>> BEGIN DATA RECORDS

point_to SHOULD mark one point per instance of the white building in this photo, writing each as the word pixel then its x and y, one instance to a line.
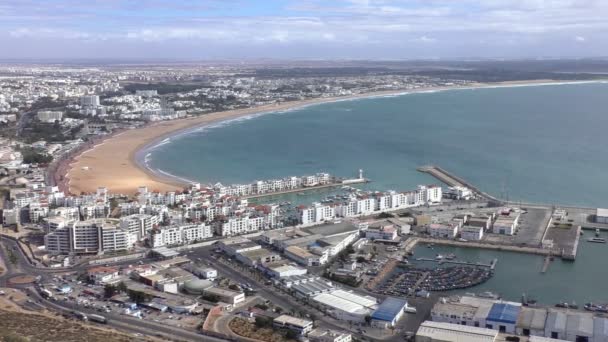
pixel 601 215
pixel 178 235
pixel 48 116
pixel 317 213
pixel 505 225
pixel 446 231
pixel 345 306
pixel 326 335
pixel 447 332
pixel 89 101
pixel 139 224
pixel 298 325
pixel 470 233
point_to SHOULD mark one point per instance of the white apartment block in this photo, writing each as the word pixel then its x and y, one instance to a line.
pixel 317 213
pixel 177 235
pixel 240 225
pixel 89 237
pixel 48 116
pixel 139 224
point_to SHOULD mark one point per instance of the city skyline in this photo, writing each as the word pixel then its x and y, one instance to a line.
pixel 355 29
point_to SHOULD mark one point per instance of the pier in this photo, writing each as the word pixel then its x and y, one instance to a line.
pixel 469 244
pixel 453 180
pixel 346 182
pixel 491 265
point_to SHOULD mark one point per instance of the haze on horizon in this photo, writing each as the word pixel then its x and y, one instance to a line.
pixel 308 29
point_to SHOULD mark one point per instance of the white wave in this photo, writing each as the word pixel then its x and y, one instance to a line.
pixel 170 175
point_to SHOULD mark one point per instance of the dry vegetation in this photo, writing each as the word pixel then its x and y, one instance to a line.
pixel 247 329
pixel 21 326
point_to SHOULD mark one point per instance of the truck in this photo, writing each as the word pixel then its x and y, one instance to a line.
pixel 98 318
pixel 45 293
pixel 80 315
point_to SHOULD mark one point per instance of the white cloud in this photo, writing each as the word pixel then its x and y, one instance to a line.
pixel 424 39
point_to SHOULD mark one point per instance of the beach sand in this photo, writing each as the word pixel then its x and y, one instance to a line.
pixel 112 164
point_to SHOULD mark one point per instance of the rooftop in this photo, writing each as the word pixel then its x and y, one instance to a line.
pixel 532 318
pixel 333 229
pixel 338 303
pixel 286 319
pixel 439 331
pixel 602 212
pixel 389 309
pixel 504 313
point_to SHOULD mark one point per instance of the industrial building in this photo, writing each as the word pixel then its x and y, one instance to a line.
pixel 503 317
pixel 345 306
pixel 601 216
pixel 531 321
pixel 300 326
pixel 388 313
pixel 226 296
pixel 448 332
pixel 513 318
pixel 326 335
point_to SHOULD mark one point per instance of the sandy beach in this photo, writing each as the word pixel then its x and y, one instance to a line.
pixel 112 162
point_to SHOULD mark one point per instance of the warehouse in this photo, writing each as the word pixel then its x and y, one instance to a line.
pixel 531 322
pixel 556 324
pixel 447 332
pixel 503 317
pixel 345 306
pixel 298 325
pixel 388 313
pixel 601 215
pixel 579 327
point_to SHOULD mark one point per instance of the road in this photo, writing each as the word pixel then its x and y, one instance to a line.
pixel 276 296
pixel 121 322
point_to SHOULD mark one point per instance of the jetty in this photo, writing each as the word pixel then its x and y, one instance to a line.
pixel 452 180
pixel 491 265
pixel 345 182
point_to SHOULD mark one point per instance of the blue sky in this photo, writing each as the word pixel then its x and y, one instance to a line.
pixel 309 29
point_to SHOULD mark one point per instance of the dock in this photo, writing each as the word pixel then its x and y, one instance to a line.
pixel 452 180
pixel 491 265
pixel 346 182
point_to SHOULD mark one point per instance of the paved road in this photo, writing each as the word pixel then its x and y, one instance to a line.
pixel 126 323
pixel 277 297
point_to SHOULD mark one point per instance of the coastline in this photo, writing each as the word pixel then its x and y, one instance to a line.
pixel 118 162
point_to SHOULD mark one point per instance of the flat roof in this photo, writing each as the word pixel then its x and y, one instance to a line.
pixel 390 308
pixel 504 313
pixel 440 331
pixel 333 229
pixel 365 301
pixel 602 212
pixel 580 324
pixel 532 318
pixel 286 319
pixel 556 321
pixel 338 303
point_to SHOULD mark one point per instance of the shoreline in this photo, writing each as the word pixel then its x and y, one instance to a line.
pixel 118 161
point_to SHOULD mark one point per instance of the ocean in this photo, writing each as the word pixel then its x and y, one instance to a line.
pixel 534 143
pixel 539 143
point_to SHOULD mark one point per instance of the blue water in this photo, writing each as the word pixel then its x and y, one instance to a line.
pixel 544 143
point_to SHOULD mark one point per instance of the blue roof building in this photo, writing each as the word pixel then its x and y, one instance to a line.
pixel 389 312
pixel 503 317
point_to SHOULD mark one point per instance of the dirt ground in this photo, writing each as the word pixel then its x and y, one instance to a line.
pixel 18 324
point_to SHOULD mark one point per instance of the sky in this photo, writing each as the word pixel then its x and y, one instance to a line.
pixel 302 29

>> END DATA RECORDS
>> BEGIN DATA RECORDS

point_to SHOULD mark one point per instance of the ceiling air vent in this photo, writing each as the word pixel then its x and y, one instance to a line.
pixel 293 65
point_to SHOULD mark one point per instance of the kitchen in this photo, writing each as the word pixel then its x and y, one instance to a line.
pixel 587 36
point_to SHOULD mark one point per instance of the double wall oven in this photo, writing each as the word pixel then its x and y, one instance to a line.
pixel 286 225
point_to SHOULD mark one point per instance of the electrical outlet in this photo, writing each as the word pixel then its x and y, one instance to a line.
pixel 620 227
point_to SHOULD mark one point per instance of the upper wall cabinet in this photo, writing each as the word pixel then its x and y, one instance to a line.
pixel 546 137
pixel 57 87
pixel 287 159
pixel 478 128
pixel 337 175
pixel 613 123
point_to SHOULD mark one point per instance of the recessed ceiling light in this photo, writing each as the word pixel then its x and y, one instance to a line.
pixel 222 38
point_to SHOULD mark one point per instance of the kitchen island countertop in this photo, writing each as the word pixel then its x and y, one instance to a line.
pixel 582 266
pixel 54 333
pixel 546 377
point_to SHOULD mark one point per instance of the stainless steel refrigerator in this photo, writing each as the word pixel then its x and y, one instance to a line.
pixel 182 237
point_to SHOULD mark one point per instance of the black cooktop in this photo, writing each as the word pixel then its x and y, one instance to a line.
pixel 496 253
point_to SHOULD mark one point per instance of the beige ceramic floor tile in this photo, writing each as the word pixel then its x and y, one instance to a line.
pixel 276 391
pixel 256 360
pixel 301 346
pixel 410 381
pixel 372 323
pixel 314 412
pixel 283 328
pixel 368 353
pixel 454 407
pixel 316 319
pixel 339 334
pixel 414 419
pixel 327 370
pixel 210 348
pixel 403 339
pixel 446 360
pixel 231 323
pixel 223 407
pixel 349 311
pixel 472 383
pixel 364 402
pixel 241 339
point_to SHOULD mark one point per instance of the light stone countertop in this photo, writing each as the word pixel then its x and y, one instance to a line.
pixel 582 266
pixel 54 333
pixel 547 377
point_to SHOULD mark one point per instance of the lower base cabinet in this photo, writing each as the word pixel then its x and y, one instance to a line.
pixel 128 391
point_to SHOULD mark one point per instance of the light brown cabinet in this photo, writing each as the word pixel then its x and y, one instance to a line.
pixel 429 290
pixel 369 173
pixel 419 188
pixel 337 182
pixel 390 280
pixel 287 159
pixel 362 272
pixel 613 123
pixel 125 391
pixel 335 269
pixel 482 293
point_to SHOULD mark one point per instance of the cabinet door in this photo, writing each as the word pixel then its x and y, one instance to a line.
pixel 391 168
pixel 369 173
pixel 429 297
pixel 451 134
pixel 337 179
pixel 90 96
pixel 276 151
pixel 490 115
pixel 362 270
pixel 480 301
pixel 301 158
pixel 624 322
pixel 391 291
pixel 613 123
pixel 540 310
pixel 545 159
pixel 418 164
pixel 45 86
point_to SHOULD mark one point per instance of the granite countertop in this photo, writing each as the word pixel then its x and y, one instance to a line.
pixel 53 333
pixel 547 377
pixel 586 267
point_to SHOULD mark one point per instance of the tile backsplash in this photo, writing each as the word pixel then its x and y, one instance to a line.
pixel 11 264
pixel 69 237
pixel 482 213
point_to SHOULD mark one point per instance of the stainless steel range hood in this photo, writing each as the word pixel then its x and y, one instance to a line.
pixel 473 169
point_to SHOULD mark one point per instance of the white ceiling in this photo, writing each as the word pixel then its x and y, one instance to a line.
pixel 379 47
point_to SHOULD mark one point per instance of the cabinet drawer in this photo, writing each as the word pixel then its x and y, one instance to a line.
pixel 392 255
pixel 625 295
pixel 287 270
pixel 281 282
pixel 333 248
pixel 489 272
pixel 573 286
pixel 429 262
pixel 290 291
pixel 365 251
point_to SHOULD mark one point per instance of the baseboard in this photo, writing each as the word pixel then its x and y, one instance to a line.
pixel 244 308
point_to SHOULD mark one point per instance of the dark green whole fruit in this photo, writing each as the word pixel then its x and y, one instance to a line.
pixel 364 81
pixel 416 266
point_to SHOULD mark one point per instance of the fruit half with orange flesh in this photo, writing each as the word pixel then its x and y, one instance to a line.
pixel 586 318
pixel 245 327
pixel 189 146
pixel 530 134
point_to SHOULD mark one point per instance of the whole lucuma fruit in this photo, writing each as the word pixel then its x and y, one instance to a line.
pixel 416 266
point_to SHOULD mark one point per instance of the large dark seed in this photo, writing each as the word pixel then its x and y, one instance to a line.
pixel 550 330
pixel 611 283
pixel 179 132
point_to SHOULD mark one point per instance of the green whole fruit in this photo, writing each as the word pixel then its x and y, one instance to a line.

>> END DATA RECORDS

Count the lines in the items above that contain the word "countertop". Case counts. Reply with the number alone.

3